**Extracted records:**

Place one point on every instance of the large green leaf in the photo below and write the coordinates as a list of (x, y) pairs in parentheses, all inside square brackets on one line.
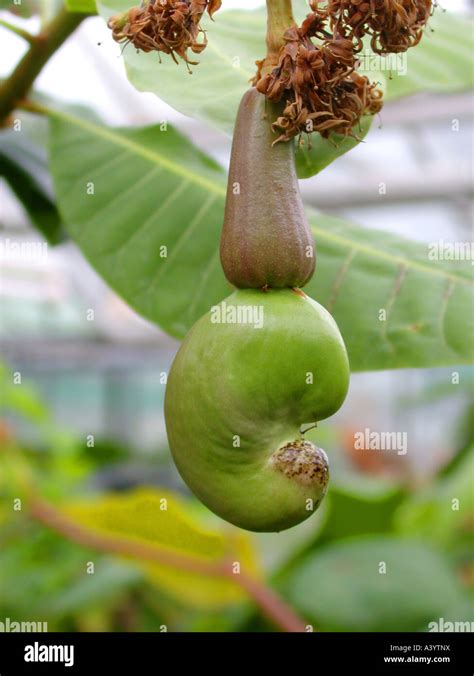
[(153, 189), (82, 6), (237, 38), (341, 588)]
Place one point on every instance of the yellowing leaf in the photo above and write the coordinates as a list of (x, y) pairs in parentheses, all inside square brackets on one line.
[(159, 519)]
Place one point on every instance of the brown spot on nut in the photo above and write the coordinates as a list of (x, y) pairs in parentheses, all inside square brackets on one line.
[(303, 462)]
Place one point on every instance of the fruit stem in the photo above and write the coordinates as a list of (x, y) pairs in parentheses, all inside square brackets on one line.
[(279, 18)]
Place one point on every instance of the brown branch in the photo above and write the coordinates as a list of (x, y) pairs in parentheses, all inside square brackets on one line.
[(271, 605), (42, 47)]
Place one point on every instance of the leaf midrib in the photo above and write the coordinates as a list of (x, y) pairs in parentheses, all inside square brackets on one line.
[(220, 190)]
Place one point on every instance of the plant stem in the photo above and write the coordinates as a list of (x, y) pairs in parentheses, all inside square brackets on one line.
[(18, 31), (279, 18), (271, 605), (42, 47)]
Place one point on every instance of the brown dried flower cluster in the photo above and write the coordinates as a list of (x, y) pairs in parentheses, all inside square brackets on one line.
[(322, 91), (319, 83), (168, 26), (394, 25)]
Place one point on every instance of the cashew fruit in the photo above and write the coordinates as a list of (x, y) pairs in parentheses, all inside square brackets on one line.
[(266, 239), (247, 376)]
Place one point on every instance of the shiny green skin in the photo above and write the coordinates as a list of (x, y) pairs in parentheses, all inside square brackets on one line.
[(234, 379)]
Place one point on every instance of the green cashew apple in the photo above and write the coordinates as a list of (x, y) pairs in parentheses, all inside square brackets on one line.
[(248, 375)]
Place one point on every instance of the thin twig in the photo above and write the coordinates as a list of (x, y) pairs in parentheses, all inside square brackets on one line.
[(271, 605), (15, 88), (25, 35)]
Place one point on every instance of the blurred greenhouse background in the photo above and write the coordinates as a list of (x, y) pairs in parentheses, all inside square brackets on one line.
[(105, 376)]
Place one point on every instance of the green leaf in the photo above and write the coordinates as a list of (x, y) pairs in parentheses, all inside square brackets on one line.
[(340, 587), (84, 6), (441, 63), (152, 189), (23, 164), (24, 9), (158, 518), (442, 512)]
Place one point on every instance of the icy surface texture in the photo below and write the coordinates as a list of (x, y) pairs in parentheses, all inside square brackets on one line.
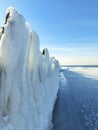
[(29, 79)]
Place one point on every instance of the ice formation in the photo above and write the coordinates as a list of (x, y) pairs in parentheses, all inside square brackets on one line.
[(29, 79)]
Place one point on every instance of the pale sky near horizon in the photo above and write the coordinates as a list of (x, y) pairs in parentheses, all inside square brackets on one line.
[(68, 28)]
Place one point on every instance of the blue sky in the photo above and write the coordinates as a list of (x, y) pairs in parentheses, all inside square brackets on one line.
[(68, 28)]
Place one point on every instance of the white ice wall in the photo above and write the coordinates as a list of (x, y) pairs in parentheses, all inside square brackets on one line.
[(29, 79)]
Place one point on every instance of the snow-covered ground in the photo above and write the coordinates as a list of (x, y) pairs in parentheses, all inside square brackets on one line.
[(86, 71), (29, 78), (77, 103)]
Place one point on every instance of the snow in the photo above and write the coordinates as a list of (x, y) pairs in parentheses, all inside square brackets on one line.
[(29, 79), (86, 71), (77, 103)]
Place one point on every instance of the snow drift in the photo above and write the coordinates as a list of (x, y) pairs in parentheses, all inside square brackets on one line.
[(29, 79)]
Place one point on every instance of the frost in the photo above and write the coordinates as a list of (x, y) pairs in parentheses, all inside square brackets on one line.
[(29, 79)]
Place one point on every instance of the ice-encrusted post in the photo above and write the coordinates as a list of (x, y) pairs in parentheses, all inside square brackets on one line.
[(29, 80)]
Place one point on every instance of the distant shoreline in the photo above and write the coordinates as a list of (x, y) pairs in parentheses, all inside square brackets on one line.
[(79, 65)]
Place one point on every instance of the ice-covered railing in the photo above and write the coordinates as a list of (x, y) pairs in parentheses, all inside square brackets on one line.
[(29, 79)]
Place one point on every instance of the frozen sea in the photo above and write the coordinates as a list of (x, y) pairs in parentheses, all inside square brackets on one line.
[(76, 107)]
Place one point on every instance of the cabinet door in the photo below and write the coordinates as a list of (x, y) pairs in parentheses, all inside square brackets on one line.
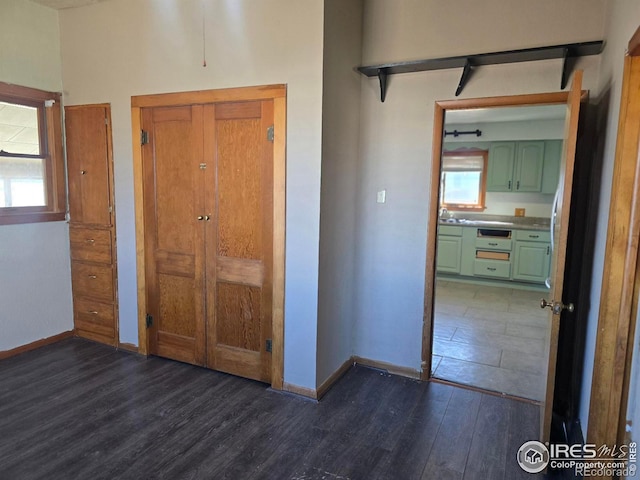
[(529, 163), (531, 261), (88, 157), (551, 169), (448, 257), (500, 170)]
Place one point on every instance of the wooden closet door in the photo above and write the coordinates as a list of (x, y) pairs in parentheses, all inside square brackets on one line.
[(174, 231), (239, 197), (87, 148)]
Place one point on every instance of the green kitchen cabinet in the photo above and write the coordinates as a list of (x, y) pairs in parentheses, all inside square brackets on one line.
[(501, 167), (529, 165), (449, 250), (531, 261), (551, 170)]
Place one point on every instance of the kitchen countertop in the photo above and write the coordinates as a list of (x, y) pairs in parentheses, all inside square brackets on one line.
[(497, 221)]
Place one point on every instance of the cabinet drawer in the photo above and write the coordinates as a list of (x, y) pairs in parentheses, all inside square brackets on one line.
[(450, 230), (533, 235), (486, 243), (95, 281), (492, 268), (95, 317), (90, 245)]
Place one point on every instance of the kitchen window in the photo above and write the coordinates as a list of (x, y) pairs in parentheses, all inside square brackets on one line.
[(32, 185), (463, 180)]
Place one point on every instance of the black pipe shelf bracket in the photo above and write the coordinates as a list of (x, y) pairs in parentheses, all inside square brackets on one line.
[(568, 53)]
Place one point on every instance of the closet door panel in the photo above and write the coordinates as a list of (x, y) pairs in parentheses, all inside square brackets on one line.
[(239, 242), (174, 233)]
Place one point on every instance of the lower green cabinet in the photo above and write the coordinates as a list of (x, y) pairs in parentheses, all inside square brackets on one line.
[(531, 261), (448, 254)]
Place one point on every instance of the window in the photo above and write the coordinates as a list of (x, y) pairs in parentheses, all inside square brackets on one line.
[(31, 163), (463, 181)]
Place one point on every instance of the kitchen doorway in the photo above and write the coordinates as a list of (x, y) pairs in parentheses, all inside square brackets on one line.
[(499, 173)]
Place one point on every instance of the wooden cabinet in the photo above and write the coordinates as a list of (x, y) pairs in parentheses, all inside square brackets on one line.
[(515, 166), (92, 226)]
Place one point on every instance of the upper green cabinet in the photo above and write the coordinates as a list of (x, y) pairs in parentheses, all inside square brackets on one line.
[(551, 171), (529, 164), (500, 169), (520, 166)]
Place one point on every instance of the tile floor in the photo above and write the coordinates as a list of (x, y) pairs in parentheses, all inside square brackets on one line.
[(491, 337)]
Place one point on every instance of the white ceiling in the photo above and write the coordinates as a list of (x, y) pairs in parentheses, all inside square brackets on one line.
[(505, 114), (60, 4)]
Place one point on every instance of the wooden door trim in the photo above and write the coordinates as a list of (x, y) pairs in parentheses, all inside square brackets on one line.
[(278, 94), (621, 278), (553, 98), (210, 96)]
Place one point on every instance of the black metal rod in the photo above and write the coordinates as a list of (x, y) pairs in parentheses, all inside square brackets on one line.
[(456, 133)]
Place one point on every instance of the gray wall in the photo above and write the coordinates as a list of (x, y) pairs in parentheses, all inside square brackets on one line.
[(338, 215), (35, 271), (622, 20)]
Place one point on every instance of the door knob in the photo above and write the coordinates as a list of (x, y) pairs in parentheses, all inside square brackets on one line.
[(556, 307)]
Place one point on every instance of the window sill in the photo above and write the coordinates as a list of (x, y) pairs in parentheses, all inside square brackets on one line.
[(34, 217)]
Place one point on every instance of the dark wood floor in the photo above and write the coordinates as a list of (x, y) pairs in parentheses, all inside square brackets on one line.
[(78, 410)]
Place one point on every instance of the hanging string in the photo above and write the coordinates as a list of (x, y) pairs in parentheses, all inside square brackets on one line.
[(204, 39)]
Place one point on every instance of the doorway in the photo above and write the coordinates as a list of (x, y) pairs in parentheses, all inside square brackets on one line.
[(209, 177), (499, 174), (558, 228)]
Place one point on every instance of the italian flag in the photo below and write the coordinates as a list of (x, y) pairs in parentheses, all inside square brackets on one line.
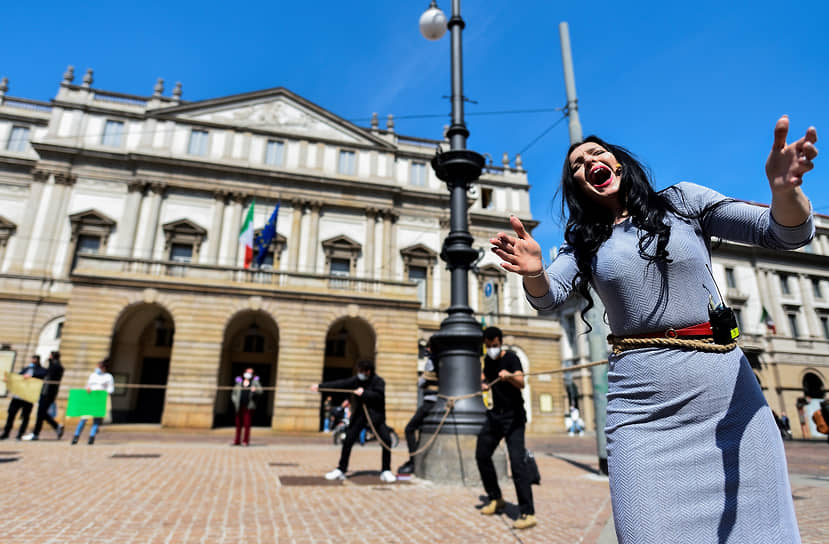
[(246, 235)]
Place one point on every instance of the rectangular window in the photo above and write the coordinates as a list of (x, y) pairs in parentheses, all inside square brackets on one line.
[(347, 162), (181, 253), (793, 324), (730, 280), (198, 143), (418, 174), (18, 139), (113, 133), (784, 284), (274, 153), (417, 274), (340, 267), (86, 245), (486, 198)]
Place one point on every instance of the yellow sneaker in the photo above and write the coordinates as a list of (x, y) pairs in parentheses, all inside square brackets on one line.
[(493, 506), (525, 522)]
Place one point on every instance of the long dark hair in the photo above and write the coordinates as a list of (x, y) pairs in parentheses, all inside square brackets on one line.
[(589, 226)]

**Exercise aim:**
Arrange the records above as a numbered list, beginning at the start of the records and continuing through the line containing "[(153, 189), (82, 6), (237, 38), (341, 588)]", with both ends included and blank lines omitted. Leave the pictures out.

**Exercise output:**
1. Place one point on every instance of the large green leaf in the photo below and write the coordinates as a list of (x, y) pairs in parentheses, all inside square brackets on one line.
2. [(153, 189), (82, 6), (237, 38), (341, 588)]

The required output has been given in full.